# Data rows

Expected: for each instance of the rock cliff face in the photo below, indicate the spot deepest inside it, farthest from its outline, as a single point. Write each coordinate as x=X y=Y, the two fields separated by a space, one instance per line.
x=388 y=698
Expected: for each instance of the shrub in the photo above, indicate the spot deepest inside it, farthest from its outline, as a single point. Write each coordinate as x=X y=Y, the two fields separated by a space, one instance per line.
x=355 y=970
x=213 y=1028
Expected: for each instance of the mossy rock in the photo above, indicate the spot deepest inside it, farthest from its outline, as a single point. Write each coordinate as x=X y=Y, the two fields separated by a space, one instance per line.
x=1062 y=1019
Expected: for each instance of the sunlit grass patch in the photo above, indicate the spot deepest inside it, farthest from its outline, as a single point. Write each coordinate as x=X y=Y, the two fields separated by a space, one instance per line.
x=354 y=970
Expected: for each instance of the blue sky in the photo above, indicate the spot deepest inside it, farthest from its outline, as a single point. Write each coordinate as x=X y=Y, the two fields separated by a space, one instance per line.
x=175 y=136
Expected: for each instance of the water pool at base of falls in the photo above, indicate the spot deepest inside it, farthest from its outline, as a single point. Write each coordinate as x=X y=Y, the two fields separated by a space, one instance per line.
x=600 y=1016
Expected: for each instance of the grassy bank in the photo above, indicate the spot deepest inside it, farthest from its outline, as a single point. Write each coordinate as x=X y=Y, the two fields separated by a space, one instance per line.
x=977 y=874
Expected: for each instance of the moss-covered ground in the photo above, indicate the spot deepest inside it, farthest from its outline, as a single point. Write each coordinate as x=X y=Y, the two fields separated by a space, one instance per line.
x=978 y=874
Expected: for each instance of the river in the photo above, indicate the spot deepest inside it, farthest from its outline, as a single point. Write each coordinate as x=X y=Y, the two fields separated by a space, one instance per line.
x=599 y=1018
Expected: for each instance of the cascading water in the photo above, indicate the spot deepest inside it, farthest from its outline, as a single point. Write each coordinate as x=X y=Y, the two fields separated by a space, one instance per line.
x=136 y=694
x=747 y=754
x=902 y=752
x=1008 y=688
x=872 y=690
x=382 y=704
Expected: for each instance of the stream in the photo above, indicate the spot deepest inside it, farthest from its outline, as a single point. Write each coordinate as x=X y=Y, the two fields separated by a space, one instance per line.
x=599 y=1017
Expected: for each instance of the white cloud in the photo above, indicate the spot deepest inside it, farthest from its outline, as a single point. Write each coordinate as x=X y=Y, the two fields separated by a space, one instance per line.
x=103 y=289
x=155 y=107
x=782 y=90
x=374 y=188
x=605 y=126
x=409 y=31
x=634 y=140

# Written exercise
Copy the material above word for word, starting with the line that contains "Expected: for each instance of the mossy" and going on through the line that contains "x=354 y=970", with both of those lines included.

# Result
Expected: for each instance of the mossy rock in the photo above, indicate the spot deepest inside it, farthest from its outline, as a single point. Write each coordinate as x=X y=Y, the two fields separated by a space, one instance per line.
x=1062 y=1019
Expected: for each instance of the sunlit grass patch in the photo above, indicate the spot deepest inside it, farthest from its outline, as a single point. Write each coordinate as x=X y=Y, the two fields separated by a space, one instance per line.
x=354 y=970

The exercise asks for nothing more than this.